**EJERCICIOS PROPUESTOS**
1 - Conteste brevemente, según el texto sobre el valor de la vida, las siguientes preguntas:
(a) ¿Desde qué década, aproximadamente, ciertas voces y pensadores esgrimieron argumentos sobre el valor de la vida del ser humano?
(b) ¿Qué doctrinas religiosas se mencionan por su nombre como las que hablaban de lo importante del ser humano?
(c) ¿Desde qué escuela filosófica, como mínimo, había tocado el tema la filosofía?
2 - Reproduzca el fragmento del texto sobre el valor de la vida que va desde "EL VALOR DE LA VIDA VS" hasta "de la humanidad.", ambos incluidos.
3 - Prosiga el texto sobre el valor de la vida a partir de su última oración.

**TEXTO**
EL VALOR DE LA VIDA VS EL PRECIO DE LA VIDA.

Hace ya varias semanas que esta sentencia me da vueltas por la cabeza e incluso en alguna ocasión, antes de ese tiempo, lo llegue a comentar con algunos de ustedes. La distancia o los compromisos en general de esta vida moderna, que tiene tanto de moderna y muy poco de vida no nos da para profundizar este tipo de ideas, sin embargo, quiero compartir con ustedes algunas reflexiones a la sazón.

Desde los años 50 del siglo pasado, aproximadamente, ciertas voces y pensadores «calificados» esgrimieron argumentos irrefutables sobre el valor de la vida del ser humano  y adquirió -casi de inmediato- un inalienable, intrínseco e incuestionable valor que no tiene cifra exacta y se le tacha de incalculable. La vida humana alcanzaba un estatus  y una generalidad que no se había tenido en toda la historia de la humanidad. 

Si bien, el judaísmo, el cristianismo, el hinduismo y otras doctrinas religiosas hablaban de lo importante del ser humano, esas valoraciones tenían ciertas distinciones que iban desde el género hasta la casta social. La filosofía también había tocado el tema, incluso desde los peripatéticos, pero existían distinciones -a veces obviadas- que no incluían propiamente a TODOS (otro día comentaremos esta bonita y últimamente, apaleada palabra). El valor de la vida es, en términos históricos, muy reciente.

Hoy en día, nadie, en su sano juicio (permitamos el desliz), o a voz en cuello, bajo cualquier circunstancia pública o social, se atrevería a cuestionar el valor de la vida, y mucho menos, el valor de la vida humana. Nos ha quedado muy claro, casi como la existencia de dios, que la vida de cualquier ser humano es de lo más valioso que existe sobre la faz de la tierra. Es más, hasta el universo ha tomado cartas en el asunto, y ahora está tan pendiente de nuestra existencia. Así de importante es la vida del ser humano.

Instituciones como la ONU, las multifacéticas comisiones internacionales y nacionales de DDHH, los discursos políticos, la CIDH, las campañas publicitarias, las redes sociales. Todos tienen clarísimo el valor tan importante que tiene cada vida humana que, por destino o bendición, camina sobre la faz de la tierra (como todo lo social, se han alcanzado niveles interesantísimos al respecto y esa valoración incuestionable ya alcanzó en años recientes a todos los niveles de existencia, pero ese es otro tema, también).

Insisto, es incuestionable su argumento, su razón y su motivo. A dios y todas su variantes ya se le han cuestionado, pero a la vida, hasta hoy, no ha salido el valiente. Y a como están las cosas, que ni se atreva. Hasta aquí no hay duda. 

Pero, ¿QUÉ PASA CUANDO ESA VALIOSA VIDA TIENE UN PRECIO?

**MATERIAL PROPORCIONADO**

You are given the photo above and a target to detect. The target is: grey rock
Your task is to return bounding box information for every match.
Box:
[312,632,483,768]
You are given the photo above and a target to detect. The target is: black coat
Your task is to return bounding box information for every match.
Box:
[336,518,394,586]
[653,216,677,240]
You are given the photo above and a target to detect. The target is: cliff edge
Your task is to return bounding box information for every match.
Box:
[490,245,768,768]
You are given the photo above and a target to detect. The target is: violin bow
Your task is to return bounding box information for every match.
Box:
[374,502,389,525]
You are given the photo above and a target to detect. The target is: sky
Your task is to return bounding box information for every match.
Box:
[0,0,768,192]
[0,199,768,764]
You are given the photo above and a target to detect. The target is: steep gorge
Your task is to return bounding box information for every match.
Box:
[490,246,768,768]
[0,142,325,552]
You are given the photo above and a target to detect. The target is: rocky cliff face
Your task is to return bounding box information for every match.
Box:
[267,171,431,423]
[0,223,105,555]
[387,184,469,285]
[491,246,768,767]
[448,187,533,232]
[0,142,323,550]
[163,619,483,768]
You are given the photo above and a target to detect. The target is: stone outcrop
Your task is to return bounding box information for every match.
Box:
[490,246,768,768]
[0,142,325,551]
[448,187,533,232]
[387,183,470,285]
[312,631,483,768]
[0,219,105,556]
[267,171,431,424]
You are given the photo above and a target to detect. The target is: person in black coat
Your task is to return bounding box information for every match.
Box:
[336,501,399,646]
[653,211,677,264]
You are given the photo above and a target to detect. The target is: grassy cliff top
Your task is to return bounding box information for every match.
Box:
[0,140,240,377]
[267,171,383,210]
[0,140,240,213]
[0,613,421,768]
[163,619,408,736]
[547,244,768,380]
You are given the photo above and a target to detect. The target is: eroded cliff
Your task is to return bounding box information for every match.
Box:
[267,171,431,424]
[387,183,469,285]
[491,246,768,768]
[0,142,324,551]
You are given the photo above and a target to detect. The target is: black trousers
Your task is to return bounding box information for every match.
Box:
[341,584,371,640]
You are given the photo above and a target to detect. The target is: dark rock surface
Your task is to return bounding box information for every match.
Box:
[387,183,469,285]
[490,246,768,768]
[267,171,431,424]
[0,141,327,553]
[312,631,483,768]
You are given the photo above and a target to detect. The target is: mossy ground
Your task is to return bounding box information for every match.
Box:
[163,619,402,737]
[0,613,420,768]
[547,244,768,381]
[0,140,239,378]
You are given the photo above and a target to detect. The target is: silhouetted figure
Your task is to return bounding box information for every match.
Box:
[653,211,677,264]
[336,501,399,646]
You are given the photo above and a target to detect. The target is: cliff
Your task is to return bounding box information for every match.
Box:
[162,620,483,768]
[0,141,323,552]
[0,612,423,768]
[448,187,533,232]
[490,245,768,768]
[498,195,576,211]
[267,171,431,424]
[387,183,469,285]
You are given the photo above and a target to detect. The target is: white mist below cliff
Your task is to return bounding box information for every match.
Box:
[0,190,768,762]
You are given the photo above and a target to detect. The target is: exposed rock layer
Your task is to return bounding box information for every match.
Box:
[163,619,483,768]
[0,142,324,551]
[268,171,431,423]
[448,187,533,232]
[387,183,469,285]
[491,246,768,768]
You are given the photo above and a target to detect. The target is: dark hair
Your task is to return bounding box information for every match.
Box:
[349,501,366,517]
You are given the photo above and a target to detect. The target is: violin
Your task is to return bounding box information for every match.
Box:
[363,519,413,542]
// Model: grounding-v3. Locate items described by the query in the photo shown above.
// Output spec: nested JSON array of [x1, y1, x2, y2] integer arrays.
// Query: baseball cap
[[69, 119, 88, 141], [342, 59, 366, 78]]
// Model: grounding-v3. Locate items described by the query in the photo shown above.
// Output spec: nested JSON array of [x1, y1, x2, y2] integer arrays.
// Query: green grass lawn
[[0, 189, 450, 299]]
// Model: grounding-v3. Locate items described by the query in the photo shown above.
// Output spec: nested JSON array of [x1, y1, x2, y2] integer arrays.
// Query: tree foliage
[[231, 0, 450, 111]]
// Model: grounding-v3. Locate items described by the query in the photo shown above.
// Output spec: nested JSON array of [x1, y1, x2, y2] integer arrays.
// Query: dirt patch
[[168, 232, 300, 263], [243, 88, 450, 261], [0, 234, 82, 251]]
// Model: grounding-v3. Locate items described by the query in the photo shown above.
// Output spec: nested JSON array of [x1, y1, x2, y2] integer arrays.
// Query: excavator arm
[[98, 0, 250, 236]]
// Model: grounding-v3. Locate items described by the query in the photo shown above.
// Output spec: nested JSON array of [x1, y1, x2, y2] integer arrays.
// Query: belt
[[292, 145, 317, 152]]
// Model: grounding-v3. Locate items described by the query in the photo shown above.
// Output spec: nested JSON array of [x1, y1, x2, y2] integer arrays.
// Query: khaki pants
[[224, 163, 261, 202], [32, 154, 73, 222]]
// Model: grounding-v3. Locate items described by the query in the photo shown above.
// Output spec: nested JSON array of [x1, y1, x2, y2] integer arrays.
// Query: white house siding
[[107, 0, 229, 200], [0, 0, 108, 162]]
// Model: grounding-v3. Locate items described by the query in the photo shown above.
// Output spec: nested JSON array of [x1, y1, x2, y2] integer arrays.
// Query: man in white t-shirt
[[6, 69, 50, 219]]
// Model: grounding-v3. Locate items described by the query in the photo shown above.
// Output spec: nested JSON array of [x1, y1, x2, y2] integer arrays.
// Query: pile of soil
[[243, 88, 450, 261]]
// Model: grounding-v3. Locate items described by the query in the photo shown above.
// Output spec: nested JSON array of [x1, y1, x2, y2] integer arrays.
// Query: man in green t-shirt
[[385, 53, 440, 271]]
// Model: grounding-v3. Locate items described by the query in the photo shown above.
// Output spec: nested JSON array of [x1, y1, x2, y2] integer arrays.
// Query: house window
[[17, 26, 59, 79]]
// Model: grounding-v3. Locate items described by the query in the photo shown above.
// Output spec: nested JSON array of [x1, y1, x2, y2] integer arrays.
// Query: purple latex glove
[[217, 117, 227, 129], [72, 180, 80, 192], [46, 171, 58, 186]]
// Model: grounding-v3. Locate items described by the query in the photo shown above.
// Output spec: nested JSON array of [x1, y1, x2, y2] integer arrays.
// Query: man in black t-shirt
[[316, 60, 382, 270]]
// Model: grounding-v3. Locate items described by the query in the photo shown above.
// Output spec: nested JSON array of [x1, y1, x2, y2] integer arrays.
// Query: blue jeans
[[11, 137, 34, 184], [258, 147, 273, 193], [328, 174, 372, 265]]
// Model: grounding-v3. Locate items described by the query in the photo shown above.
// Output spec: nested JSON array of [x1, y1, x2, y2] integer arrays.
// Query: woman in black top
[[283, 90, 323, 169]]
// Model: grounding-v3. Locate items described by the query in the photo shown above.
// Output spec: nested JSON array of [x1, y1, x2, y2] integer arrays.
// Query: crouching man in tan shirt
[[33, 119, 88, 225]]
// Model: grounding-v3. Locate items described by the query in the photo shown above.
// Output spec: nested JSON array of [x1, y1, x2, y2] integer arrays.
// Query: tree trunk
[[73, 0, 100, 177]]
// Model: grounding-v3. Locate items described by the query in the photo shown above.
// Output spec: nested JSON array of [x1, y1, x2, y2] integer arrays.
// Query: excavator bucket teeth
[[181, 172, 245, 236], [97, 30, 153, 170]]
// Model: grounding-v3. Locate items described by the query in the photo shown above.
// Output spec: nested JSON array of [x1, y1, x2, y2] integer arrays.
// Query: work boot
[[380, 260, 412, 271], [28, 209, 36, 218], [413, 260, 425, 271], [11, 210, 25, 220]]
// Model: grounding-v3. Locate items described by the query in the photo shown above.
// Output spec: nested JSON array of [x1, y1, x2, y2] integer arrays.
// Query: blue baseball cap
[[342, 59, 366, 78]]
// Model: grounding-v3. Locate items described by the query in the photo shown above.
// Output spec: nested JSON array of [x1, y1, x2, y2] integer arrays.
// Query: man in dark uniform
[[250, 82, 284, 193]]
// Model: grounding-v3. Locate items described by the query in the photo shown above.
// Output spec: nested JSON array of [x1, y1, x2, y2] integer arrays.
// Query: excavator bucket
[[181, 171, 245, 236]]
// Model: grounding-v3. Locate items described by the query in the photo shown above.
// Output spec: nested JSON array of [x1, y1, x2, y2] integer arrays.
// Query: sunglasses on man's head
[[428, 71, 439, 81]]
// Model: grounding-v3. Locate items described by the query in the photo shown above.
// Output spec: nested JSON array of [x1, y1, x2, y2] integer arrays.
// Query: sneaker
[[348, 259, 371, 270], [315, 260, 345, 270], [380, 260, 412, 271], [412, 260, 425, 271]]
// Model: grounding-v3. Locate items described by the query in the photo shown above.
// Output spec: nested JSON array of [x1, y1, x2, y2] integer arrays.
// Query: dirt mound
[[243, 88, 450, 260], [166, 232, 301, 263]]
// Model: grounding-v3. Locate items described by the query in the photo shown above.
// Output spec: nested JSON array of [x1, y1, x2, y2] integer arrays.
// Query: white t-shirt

**SOLUCIONES**
1 -
(a) Desde los años 50 del siglo pasado.
(b) El judaísmo, el cristianismo y el hinduismo.
(c) Desde los peripatéticos.

2 -
EL VALOR DE LA VIDA VS EL PRECIO DE LA VIDA.

Hace ya varias semanas que esta sentencia me da vueltas por la cabeza e incluso en alguna ocasión, antes de ese tiempo, lo llegue a comentar con algunos de ustedes. La distancia o los compromisos en general de esta vida moderna, que tiene tanto de moderna y muy poco de vida no nos da para profundizar este tipo de ideas, sin embargo, quiero compartir con ustedes algunas reflexiones a la sazón.

Desde los años 50 del siglo pasado, aproximadamente, ciertas voces y pensadores «calificados» esgrimieron argumentos irrefutables sobre el valor de la vida del ser humano  y adquirió -casi de inmediato- un inalienable, intrínseco e incuestionable valor que no tiene cifra exacta y se le tacha de incalculable. La vida humana alcanzaba un estatus  y una generalidad que no se había tenido en toda la historia de la humanidad.

3 -
Nadie que este medianamente conectado al planeta -vamos, a su asentamiento irregular, pues- es ajeno a la creciente ola de «desapariciones» (término que dejaremos así, de momento) de jovencitas, mujeres, niños, muchachos que oscilan entre los 10 y 35 años (aproximadamente) y de quienes poco o nada se llega a saber o conocer. Tanto a nivel local, estatal, nacional e incluso internacional, se escuchan constantemente noticias, publicaciones en facebook, twitter, o medios variopintos, sobre personas que son secuestradas, robadas y que se convierten en un auténtico suplicio y tormento para sus familiares.

Sin embargo, es necesaria una distinción estética sobre el tema. No entran en esta categoría (por asunto de retórica) aquellas personas en las que su «desaparición» y posterior hallazgo tienen que ver con lo que se denomina tenebrosamente «crimen organizado». No es que no importen -eso ya se sanjó- pero no entran para el punto que se quiere tratar. 

Puestas las categorías -semánticas, más que metodológicas, en realidad- resulta y resalta alarmante los niveles tan altos de personas (principalmente mujeres) que desaparecen día a día y de las cuales no se vuelve a saber absolutamente nada. NADA. Y es aquí en el que cabe aclarar ese perverso término de «desaparecidas».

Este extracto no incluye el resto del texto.